• [Exercise A]:
Please transcribe the part of the mailing-list reply on nested loops starting with "Re: disfavoring unparameterized" and going on through "come to mind.".

Re: disfavoring unparameterized nested loops - Mailing list pgsql-hackers

On Mon, Jun 21, 2021 at 11:55 AM Tom Lane <tgl@sss.pgh.pa.us> wrote:
> There are certainly cases where the optimizer can prove (in principle;
> it doesn't do so today) that a plan node will produce at most one row.
> They're hardly uncommon either: an equality comparison on a unique
> key, or a subquery with a simple aggregate function, come to mind.

Hmm, maybe I need to see an example of the sort of plan shape that you
have in mind. To me it feels like a comparison on a unique key ought
to use a *parameterized* nested loop. And it's also not clear to me
why a nested loop is actually better in a case like this. If the
nested loop iterates more than once because there are more rows on the
outer side, then you don't want to have something on the inner side
that might be expensive, and either an aggregate or an unparameterized
search for a unique value are potentially quite expensive. Now if you
put a materialize node on top of the inner side, then you don't have
to worry about that problem, but how much are you saving at that point
vs. just doing a hash join?

> I'd be a lot happier if this proposal were couched around some sort
> of estimate of the risk of the outer side producing more than the
> expected number of rows.  The arguments so far seem like fairly lame
> rationalizations for not putting forth the effort to do that.

I don't understand how to generate a risk assessment or what we ought
to do with it if we had one. I don't even understand what units we
would use. We measure costs using abstract cost units, but those
abstract cost units are intended to be a proxy for runtime. If it's
not the case that a plan that runs for longer has a higher cost, then
something's wrong with the costing model or the settings. In the case
of risk, the whole thing seems totally subjective. We're talking about
the risk that our estimate is bogus, but how do we estimate the risk
that we don't know how to estimate? Given quals (x + 0) = x, x = some
MCV, and x = some non-MCV, we can say that we're most likely to be
wrong about the first one and least likely to be wrong about the
second one, but how much more likely? I don't know how you can decide
that, even in principle. We can also say that an unparameterized
nested loop is more risky than some other plan because it could turn
out to be crazy expensive, but is that more or less risky than
scanning the index on b as a way to implement SELECT * FROM foo WHERE
a = 1 ORDER BY b LIMIT 1? How much more risky, and why?

And then, even supposing we had a risk metric for every path, what
exactly would we do with it? Suppose path A is cheaper than path B,
but also more risky. Which should we keep? We could keep both, but
that seems to be just kicking the can down the road. If plan B is
likely to blow up in our face, we should probably just get rid of it,
or not even generate it in the first place. Even if we do keep both,
at some point we're going to have to make a cost-vs-risk tradeoff, and
I don't see how to do that intelligently, because the point is
precisely that if the risk is high, the cost number might be totally
wrong. If we know that plan A is cheaper than plan B, we should choose
plan A. But if all we know is that plan A would be cheaper than plan B
if our estimate of the cost were correct, but also that it probably
isn't, then what we actually know is nothing. We have no principled
basis for deciding anything based on cost unless we're reasonably
confident that the cost estimate is pretty good. So AFAICT the only
principled strategy here is to throw away high risk paths as early as
we possibly can. What am I missing?

The other thing is - the risk of a particular path doesn't matter in
an absolute sense, only a relative one. In the particular case I'm on
about here, we *know* there's a less-risky alternative. We don't need
to quantify the risk to know which of the two options has more. In
many other cases, the risk is irreducible e.g. a default estimate
could be totally bogus, but switching paths is of no help in getting
rid of it.

-- 
Robert Haas
EDB: http://www.enterprisedb.com

• [Record excerpts]:
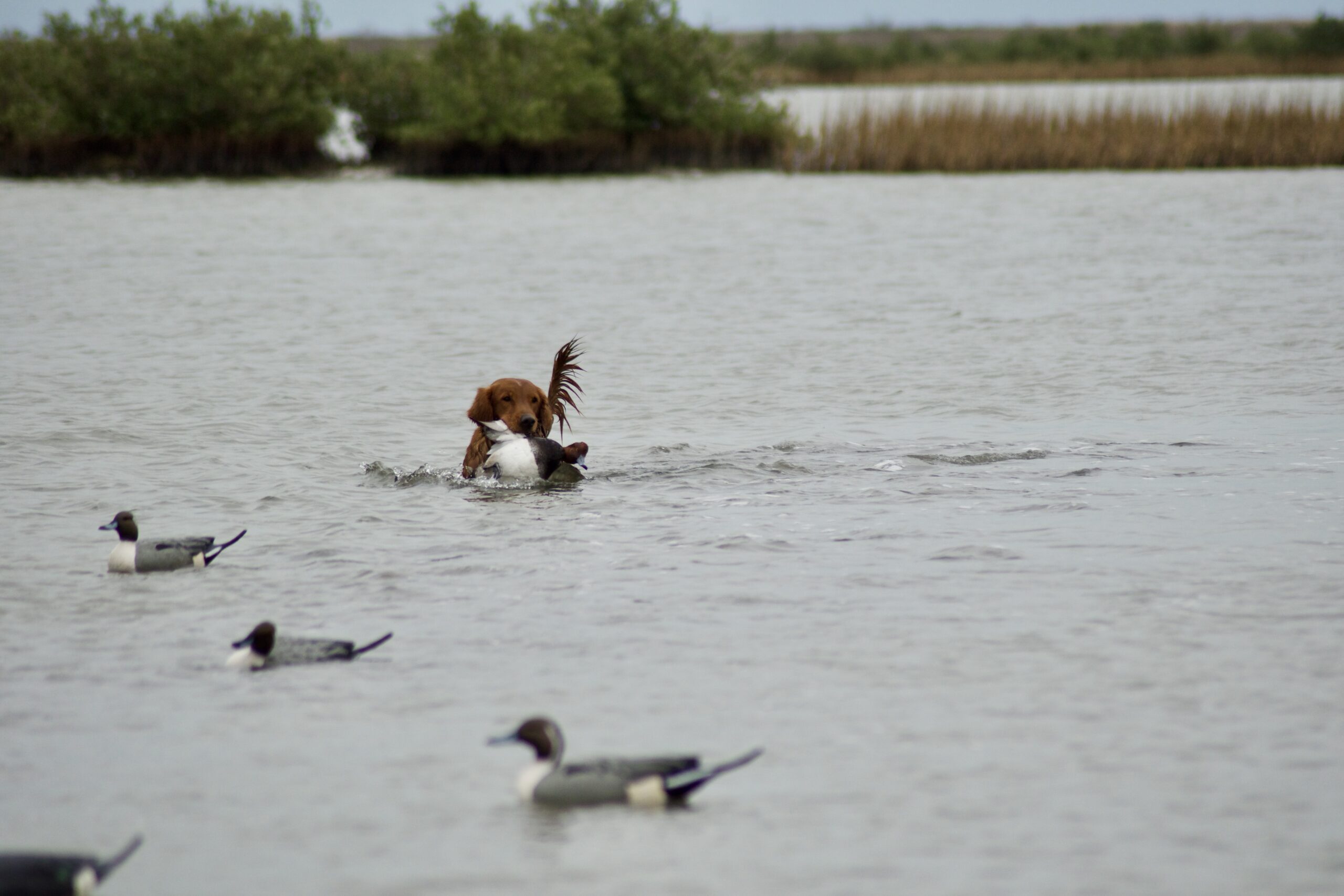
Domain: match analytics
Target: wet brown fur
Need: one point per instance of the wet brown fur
(514, 399)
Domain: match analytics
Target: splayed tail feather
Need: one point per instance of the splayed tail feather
(371, 645)
(219, 549)
(687, 782)
(565, 386)
(105, 868)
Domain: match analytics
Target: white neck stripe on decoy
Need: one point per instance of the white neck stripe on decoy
(159, 555)
(651, 781)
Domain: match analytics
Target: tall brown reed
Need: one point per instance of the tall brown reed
(1182, 68)
(971, 140)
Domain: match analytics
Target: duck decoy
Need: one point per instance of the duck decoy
(514, 456)
(160, 555)
(651, 781)
(58, 873)
(262, 648)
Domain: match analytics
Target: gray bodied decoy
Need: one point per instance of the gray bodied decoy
(649, 781)
(159, 555)
(514, 456)
(58, 873)
(264, 649)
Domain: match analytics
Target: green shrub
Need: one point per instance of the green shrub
(1321, 38)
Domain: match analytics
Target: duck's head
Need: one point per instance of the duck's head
(575, 453)
(261, 640)
(541, 734)
(125, 525)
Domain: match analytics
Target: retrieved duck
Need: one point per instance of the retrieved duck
(57, 873)
(514, 456)
(163, 554)
(652, 781)
(264, 649)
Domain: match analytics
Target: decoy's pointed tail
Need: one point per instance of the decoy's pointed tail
(565, 386)
(105, 868)
(686, 784)
(219, 549)
(371, 645)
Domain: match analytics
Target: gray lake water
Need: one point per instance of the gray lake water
(1006, 512)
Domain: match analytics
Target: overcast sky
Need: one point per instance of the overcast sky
(413, 16)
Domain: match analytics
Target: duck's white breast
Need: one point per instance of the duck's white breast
(647, 792)
(123, 558)
(514, 460)
(531, 777)
(245, 659)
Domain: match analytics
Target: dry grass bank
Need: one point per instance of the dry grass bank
(1220, 66)
(964, 140)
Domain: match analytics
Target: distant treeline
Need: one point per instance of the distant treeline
(238, 92)
(839, 57)
(232, 92)
(580, 87)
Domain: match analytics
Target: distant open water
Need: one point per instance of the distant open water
(1003, 511)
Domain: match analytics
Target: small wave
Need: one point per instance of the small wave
(670, 449)
(398, 476)
(990, 457)
(976, 553)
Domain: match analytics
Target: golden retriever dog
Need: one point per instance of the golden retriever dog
(523, 407)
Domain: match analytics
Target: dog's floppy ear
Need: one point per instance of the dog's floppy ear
(483, 409)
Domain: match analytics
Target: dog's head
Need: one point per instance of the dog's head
(521, 404)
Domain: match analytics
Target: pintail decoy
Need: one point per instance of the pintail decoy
(514, 456)
(264, 649)
(160, 555)
(58, 873)
(651, 781)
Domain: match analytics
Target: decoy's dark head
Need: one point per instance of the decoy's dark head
(541, 735)
(125, 525)
(262, 640)
(575, 453)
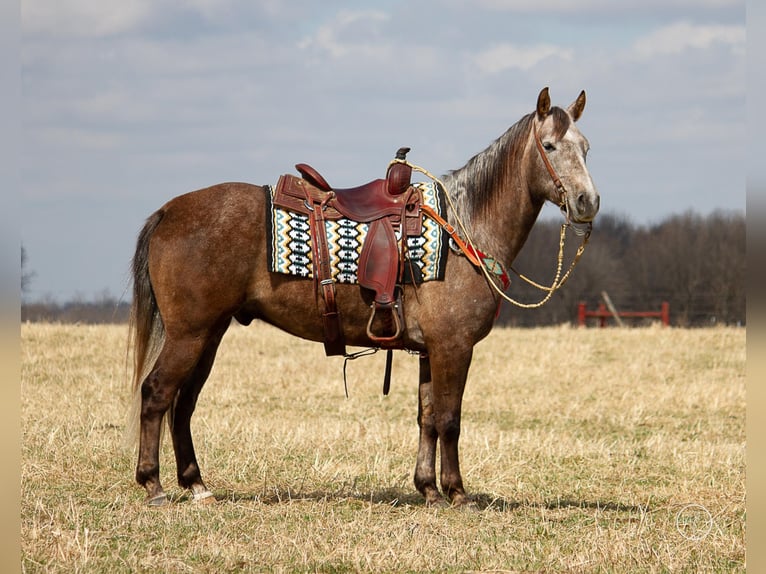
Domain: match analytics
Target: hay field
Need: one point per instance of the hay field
(613, 450)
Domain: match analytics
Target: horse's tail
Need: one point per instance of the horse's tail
(146, 330)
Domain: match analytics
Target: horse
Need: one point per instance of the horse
(201, 262)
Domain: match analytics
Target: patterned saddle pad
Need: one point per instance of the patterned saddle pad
(290, 243)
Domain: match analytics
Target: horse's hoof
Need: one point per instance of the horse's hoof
(159, 500)
(436, 501)
(462, 502)
(206, 497)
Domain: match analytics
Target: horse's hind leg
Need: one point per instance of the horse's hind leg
(175, 364)
(425, 469)
(186, 460)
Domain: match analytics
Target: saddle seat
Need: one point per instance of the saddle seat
(389, 206)
(373, 200)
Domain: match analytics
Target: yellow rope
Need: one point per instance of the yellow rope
(558, 281)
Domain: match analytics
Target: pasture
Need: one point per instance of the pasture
(584, 450)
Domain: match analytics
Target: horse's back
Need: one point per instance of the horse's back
(203, 252)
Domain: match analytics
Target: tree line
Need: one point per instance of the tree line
(694, 262)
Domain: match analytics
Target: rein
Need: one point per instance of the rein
(493, 268)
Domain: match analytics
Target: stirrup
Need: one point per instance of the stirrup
(397, 323)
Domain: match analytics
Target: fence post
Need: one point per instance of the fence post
(581, 308)
(665, 313)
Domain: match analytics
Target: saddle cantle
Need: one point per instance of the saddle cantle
(389, 206)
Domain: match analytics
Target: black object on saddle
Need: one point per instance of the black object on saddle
(387, 205)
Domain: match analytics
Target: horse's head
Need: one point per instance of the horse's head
(559, 171)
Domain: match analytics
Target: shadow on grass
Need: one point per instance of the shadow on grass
(397, 497)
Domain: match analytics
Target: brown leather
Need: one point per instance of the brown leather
(334, 343)
(379, 261)
(388, 205)
(312, 176)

• [Exercise B]:
Gather every line of the rows that contains the string "open", matching case.

• [Reply A]:
Re: disfavoring unparameterized nested loops - Mailing list pgsql-hackers

On Mon, Jun 21, 2021 at 11:55 AM Tom Lane <tgl@sss.pgh.pa.us> wrote:
> There are certainly cases where the optimizer can prove (in principle;
> it doesn't do so today) that a plan node will produce at most one row.
> They're hardly uncommon either: an equality comparison on a unique
> key, or a subquery with a simple aggregate function, come to mind.

• [Reply B]:
Target: distant open water
Need: one point per instance of the distant open water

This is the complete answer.